---- Material for this task

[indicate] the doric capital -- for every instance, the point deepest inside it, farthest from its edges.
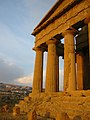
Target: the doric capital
(87, 20)
(52, 41)
(69, 31)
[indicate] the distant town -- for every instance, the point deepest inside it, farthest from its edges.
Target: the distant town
(11, 94)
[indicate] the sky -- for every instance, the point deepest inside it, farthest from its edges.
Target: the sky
(18, 18)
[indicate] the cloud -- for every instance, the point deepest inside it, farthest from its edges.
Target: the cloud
(16, 48)
(9, 72)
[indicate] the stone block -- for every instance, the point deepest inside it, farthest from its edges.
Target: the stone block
(16, 110)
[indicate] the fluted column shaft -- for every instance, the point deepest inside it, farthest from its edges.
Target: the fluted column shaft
(87, 21)
(57, 73)
(38, 71)
(80, 71)
(51, 67)
(69, 61)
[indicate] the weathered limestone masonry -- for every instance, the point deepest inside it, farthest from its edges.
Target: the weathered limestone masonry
(68, 19)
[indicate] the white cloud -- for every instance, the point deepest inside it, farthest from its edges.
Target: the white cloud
(9, 72)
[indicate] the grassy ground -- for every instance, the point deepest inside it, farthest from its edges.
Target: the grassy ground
(9, 116)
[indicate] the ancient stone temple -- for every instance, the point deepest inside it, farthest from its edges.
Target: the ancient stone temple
(68, 20)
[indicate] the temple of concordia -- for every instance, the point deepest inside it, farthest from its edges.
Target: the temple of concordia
(68, 20)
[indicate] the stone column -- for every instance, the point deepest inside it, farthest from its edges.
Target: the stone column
(87, 21)
(38, 71)
(80, 72)
(51, 67)
(69, 61)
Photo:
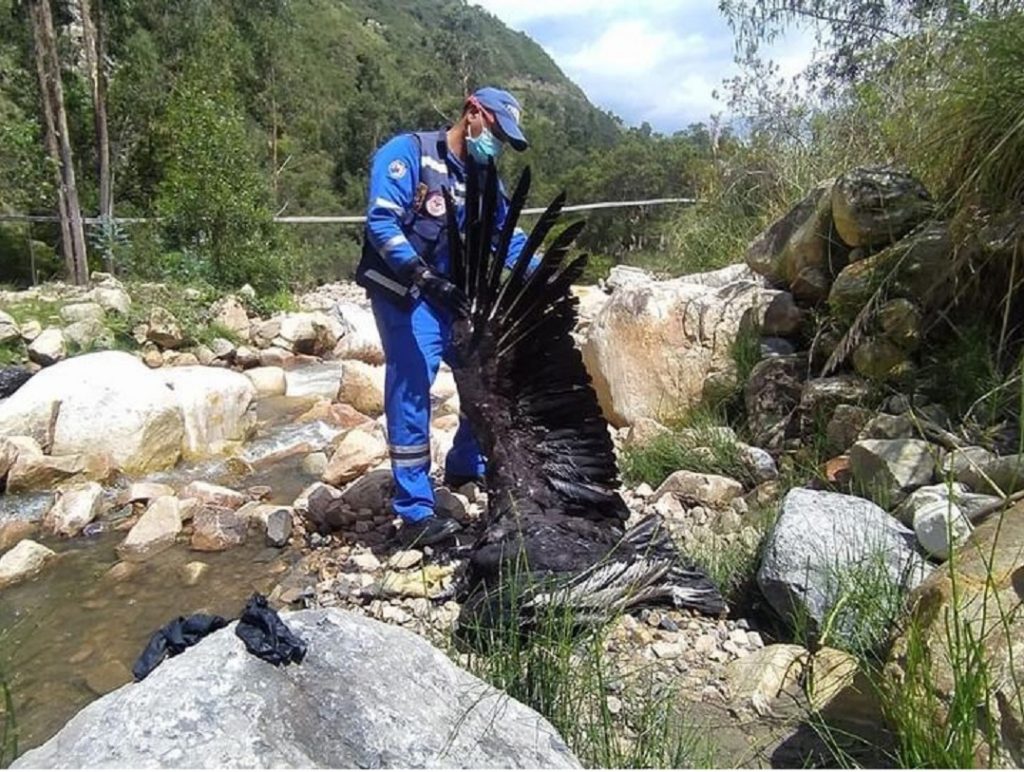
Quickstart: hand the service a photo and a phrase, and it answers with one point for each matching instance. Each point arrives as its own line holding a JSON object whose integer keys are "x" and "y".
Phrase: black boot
{"x": 428, "y": 531}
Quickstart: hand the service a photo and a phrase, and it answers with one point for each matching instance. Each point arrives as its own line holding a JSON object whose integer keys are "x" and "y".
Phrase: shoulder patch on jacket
{"x": 396, "y": 169}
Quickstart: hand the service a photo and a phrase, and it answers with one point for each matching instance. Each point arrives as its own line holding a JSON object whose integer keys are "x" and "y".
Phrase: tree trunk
{"x": 50, "y": 137}
{"x": 48, "y": 68}
{"x": 95, "y": 56}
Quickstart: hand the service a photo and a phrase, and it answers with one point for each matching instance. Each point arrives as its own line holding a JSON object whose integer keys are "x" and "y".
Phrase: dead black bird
{"x": 554, "y": 530}
{"x": 11, "y": 379}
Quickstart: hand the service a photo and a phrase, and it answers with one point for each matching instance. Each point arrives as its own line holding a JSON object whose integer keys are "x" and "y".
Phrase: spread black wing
{"x": 554, "y": 508}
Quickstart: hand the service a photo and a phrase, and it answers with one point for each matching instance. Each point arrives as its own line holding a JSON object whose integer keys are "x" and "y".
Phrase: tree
{"x": 95, "y": 58}
{"x": 58, "y": 140}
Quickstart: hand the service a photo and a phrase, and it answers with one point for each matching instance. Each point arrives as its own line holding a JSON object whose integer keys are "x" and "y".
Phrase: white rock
{"x": 8, "y": 328}
{"x": 709, "y": 489}
{"x": 75, "y": 507}
{"x": 82, "y": 312}
{"x": 357, "y": 453}
{"x": 363, "y": 387}
{"x": 209, "y": 494}
{"x": 654, "y": 345}
{"x": 941, "y": 526}
{"x": 112, "y": 299}
{"x": 267, "y": 381}
{"x": 155, "y": 531}
{"x": 359, "y": 338}
{"x": 217, "y": 408}
{"x": 25, "y": 559}
{"x": 105, "y": 402}
{"x": 48, "y": 347}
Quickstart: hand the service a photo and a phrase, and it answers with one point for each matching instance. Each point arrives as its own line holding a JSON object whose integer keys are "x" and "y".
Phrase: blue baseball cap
{"x": 507, "y": 112}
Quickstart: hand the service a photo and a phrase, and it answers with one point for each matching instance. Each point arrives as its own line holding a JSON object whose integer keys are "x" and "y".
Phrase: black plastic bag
{"x": 266, "y": 636}
{"x": 174, "y": 638}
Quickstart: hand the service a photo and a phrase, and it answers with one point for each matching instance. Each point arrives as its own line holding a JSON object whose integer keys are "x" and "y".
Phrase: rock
{"x": 156, "y": 530}
{"x": 36, "y": 472}
{"x": 164, "y": 329}
{"x": 111, "y": 298}
{"x": 13, "y": 531}
{"x": 368, "y": 694}
{"x": 267, "y": 381}
{"x": 877, "y": 206}
{"x": 886, "y": 470}
{"x": 900, "y": 320}
{"x": 799, "y": 251}
{"x": 885, "y": 426}
{"x": 82, "y": 312}
{"x": 404, "y": 559}
{"x": 373, "y": 491}
{"x": 363, "y": 387}
{"x": 217, "y": 408}
{"x": 759, "y": 463}
{"x": 49, "y": 347}
{"x": 654, "y": 346}
{"x": 913, "y": 268}
{"x": 771, "y": 395}
{"x": 821, "y": 396}
{"x": 757, "y": 680}
{"x": 143, "y": 491}
{"x": 231, "y": 314}
{"x": 782, "y": 316}
{"x": 314, "y": 464}
{"x": 423, "y": 583}
{"x": 246, "y": 357}
{"x": 75, "y": 507}
{"x": 306, "y": 333}
{"x": 644, "y": 430}
{"x": 192, "y": 572}
{"x": 356, "y": 453}
{"x": 26, "y": 559}
{"x": 217, "y": 496}
{"x": 880, "y": 359}
{"x": 9, "y": 331}
{"x": 1000, "y": 475}
{"x": 965, "y": 461}
{"x": 776, "y": 347}
{"x": 627, "y": 276}
{"x": 274, "y": 521}
{"x": 359, "y": 338}
{"x": 217, "y": 528}
{"x": 941, "y": 526}
{"x": 322, "y": 505}
{"x": 153, "y": 357}
{"x": 335, "y": 414}
{"x": 696, "y": 488}
{"x": 88, "y": 334}
{"x": 968, "y": 608}
{"x": 450, "y": 504}
{"x": 845, "y": 426}
{"x": 103, "y": 403}
{"x": 822, "y": 542}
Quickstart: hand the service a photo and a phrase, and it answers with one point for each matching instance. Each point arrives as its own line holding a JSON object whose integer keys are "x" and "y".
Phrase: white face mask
{"x": 484, "y": 146}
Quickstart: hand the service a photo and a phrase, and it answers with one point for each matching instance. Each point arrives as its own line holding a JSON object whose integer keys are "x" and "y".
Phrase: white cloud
{"x": 653, "y": 60}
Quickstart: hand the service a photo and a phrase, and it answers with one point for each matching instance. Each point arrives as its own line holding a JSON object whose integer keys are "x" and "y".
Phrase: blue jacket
{"x": 406, "y": 213}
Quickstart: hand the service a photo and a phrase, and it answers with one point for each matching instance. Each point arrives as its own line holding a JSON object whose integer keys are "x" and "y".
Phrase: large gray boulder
{"x": 367, "y": 695}
{"x": 826, "y": 545}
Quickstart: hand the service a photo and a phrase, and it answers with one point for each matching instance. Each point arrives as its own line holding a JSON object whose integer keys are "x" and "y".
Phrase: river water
{"x": 73, "y": 633}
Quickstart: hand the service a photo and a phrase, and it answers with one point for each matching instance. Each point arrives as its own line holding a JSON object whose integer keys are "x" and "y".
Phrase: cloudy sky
{"x": 654, "y": 60}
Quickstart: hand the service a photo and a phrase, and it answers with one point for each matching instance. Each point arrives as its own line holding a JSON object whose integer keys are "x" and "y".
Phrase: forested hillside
{"x": 222, "y": 114}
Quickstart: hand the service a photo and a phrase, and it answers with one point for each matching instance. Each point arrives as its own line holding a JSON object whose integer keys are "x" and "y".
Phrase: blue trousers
{"x": 414, "y": 346}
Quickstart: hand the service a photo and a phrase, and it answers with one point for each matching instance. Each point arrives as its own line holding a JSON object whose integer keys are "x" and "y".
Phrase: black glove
{"x": 439, "y": 292}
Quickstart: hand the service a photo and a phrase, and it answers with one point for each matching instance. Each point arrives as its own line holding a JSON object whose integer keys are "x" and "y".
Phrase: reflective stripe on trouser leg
{"x": 412, "y": 341}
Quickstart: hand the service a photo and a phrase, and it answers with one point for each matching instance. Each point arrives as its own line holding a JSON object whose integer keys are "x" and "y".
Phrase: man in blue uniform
{"x": 403, "y": 267}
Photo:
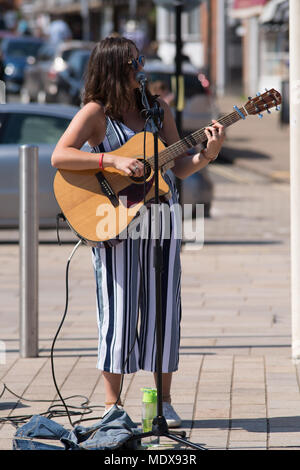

--------

> **Instructions to follow**
Copy the records above from the first line through the line containing "[indicate] the white", both included, and leave out any pictures.

> **Expected answer**
[indicate] the doric capital -- for every instance, the point deepest inside it, farthest from its edges.
Target: the doric capital
(87, 20)
(52, 41)
(69, 31)
[indicate] the distant town -- for every instance, the point deepest inside it, farthest from its edges.
Target: the distant town
(11, 94)
[indicate] the sky -- for every instance, the point deepest inside it, farthest from its edges.
Target: the sky
(18, 18)
[indicate] the cloud -- for every instance, the point deepest inside it, farthest from its edges.
Target: the cloud
(16, 48)
(9, 72)
[indicate] the stone block -- for every instance, the point deepest inside it, farthest from its edges.
Target: the stone block
(16, 110)
[indicate] the fluted column shaft -- for every instance, the point deepest inside it, farthest from its edges.
Target: the fluted column shaft
(87, 21)
(57, 73)
(38, 71)
(80, 71)
(51, 67)
(69, 61)
[indicate] the weathered limestone masonry -- for every instance, the point deepest inside it, farthest from its edges.
Target: the weathered limestone masonry
(68, 19)
[indicate] the white cloud -- for every instance, the point deepest inside it, farthest from its edges.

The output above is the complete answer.